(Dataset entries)
----

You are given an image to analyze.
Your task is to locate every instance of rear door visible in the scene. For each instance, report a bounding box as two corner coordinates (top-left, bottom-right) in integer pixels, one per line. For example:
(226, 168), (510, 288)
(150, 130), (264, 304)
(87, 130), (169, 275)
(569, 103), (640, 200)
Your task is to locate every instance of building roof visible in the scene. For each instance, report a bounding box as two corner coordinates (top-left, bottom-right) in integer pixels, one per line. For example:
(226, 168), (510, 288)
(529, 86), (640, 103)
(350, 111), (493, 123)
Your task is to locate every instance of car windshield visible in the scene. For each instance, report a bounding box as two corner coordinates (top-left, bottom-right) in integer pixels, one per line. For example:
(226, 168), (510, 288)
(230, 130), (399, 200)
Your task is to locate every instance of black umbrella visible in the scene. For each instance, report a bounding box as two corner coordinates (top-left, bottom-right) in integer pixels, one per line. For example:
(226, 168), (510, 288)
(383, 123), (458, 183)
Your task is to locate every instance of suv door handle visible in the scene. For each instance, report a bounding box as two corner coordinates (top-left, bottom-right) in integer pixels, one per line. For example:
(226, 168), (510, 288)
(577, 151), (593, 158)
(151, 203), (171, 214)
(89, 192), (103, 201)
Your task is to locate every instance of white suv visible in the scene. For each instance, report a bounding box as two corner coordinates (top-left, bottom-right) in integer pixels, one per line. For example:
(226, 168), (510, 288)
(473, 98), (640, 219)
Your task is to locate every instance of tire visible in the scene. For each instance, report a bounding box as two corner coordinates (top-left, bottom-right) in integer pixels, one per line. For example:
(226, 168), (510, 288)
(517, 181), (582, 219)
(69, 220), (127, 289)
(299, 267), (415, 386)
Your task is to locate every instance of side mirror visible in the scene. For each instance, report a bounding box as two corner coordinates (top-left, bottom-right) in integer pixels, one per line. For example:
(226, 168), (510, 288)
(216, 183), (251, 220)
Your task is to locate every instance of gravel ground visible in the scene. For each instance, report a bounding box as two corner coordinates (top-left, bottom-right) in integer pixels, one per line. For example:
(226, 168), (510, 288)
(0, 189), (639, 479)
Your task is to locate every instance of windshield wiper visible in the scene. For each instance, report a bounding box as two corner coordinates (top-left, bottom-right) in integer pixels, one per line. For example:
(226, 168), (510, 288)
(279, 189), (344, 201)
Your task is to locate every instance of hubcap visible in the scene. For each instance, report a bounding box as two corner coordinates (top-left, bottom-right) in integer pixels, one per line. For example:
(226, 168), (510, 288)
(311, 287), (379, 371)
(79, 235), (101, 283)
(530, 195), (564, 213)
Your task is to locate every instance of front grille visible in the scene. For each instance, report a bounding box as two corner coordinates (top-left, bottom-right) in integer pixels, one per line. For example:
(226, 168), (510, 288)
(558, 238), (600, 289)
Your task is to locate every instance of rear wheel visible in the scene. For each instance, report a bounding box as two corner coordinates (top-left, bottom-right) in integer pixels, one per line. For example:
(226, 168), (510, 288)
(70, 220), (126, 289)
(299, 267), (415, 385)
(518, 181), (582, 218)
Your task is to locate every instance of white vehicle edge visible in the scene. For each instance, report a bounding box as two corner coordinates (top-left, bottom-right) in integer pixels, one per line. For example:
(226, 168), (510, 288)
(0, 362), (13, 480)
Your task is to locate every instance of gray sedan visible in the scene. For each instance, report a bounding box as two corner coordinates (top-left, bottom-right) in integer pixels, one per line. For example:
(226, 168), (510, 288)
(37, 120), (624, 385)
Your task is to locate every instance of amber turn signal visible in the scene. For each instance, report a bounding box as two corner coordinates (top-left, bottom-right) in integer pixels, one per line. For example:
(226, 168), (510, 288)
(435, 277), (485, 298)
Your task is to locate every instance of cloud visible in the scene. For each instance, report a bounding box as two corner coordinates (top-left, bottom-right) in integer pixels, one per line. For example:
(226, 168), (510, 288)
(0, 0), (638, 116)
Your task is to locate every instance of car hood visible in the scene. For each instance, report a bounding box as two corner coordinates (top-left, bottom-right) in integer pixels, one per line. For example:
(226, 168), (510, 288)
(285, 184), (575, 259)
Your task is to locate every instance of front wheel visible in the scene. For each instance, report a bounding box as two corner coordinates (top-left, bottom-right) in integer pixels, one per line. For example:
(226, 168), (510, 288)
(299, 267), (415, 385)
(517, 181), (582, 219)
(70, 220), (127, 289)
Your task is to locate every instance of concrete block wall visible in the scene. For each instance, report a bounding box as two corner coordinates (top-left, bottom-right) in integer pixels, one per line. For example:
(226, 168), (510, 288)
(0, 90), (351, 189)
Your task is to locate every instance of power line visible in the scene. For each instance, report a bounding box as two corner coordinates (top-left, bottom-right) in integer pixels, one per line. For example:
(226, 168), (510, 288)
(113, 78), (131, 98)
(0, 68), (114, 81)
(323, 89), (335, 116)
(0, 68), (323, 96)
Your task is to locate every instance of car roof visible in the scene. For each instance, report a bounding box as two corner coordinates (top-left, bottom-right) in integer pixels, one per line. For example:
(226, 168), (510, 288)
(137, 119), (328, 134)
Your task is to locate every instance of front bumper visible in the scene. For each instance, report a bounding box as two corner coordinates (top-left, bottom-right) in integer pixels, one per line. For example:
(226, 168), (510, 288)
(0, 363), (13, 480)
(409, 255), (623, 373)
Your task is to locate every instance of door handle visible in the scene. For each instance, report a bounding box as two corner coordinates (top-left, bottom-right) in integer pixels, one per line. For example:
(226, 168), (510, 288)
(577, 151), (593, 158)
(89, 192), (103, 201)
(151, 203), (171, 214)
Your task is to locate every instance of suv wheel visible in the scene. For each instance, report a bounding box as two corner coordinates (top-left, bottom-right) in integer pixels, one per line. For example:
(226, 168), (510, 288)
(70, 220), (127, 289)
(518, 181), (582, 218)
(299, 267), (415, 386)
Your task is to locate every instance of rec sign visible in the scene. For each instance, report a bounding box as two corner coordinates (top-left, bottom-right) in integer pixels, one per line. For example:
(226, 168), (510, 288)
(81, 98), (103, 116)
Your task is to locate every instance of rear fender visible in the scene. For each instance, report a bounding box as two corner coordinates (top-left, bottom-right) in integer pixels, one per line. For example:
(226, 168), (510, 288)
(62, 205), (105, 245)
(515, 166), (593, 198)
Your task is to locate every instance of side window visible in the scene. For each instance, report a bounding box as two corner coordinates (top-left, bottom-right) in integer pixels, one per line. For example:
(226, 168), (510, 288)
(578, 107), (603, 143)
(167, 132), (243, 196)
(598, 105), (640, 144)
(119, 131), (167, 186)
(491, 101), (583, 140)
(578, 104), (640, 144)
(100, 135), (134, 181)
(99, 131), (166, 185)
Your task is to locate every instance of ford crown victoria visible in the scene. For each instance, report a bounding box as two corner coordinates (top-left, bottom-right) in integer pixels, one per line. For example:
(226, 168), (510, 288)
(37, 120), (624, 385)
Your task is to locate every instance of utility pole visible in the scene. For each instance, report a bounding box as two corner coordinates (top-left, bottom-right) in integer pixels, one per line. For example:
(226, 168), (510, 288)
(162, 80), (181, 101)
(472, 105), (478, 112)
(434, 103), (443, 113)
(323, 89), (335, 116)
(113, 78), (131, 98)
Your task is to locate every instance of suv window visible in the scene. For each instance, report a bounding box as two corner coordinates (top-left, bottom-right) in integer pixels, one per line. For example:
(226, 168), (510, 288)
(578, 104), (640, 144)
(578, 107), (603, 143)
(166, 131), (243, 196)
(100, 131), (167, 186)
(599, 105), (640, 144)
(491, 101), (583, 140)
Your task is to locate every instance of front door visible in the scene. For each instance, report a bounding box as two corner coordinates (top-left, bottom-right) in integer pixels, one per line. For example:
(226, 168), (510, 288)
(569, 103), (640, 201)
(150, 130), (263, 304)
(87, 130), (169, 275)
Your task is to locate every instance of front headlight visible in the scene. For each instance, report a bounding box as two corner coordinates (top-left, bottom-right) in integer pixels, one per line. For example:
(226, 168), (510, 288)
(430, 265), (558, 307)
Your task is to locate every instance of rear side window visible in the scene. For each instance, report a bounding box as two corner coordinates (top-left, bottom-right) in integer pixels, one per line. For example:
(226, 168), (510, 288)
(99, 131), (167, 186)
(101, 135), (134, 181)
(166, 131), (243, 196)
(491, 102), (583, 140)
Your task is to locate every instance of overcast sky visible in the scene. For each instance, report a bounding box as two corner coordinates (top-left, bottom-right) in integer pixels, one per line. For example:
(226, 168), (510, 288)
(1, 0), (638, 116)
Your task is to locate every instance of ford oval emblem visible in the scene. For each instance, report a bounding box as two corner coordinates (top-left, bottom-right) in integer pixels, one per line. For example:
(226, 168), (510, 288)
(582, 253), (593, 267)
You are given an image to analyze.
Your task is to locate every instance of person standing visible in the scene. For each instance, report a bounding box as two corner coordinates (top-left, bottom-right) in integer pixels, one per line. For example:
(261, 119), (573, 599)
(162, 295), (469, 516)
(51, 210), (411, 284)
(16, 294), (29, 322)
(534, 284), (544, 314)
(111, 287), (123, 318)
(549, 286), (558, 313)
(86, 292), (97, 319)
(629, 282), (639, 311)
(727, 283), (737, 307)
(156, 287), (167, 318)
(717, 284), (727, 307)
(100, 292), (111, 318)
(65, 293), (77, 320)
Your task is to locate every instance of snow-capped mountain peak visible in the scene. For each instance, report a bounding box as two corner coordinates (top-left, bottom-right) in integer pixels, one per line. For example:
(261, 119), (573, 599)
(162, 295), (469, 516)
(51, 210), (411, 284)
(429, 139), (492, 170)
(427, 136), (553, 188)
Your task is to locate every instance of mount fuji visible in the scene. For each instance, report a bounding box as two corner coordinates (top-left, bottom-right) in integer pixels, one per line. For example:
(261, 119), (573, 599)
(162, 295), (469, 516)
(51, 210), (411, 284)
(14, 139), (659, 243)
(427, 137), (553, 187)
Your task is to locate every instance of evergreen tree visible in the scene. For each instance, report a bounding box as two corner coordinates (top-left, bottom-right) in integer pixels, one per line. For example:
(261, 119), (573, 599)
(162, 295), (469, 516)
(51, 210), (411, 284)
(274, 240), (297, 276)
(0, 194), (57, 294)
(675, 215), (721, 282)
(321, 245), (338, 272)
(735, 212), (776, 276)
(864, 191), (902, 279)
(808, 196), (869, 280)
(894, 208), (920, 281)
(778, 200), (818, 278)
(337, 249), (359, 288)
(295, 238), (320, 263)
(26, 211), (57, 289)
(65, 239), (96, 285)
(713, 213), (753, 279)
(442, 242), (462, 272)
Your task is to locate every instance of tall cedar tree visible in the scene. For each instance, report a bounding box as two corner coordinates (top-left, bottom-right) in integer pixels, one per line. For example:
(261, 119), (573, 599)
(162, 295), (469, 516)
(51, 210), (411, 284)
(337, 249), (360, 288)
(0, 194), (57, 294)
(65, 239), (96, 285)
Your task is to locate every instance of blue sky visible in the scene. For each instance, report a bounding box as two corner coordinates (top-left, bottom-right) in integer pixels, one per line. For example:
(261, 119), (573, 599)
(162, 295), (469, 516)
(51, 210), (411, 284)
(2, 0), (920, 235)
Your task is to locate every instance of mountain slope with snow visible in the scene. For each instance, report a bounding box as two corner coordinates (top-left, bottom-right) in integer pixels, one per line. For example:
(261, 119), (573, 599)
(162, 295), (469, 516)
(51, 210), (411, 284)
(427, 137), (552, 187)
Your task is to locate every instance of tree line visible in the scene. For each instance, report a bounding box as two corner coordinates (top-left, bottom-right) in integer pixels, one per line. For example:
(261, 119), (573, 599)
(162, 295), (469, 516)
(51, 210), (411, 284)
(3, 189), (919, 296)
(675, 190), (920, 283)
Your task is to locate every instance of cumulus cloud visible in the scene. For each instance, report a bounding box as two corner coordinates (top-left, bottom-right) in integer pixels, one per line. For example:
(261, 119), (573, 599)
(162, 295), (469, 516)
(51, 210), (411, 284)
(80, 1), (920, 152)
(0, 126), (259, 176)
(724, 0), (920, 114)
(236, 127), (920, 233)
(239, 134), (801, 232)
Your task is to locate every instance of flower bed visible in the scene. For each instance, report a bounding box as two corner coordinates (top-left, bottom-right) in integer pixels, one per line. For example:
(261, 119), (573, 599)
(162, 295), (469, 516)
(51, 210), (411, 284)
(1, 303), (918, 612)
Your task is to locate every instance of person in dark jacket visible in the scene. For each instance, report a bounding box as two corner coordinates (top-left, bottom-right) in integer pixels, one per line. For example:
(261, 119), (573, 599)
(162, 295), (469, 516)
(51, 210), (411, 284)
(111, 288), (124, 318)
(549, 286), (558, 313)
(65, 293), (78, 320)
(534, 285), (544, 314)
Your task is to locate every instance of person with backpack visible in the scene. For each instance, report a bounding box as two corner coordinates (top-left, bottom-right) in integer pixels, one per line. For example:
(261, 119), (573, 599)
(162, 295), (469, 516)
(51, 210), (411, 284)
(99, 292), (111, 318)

----

Look for the string "mountain" in the records, and copy every line where it is found.

Your task is to locate every instance of snow-capped mountain peak visible in the scene. For each instance, report a bounding box as two corner coordinates (top-left, bottom-right) in integer pixels, one per line. For example:
Your task is to locate every instance of mountain slope with snow visible in the scene. For each instance, report a bounding box as two corner coordinates (top-left, bottom-right) in integer pixels, one per line. For example:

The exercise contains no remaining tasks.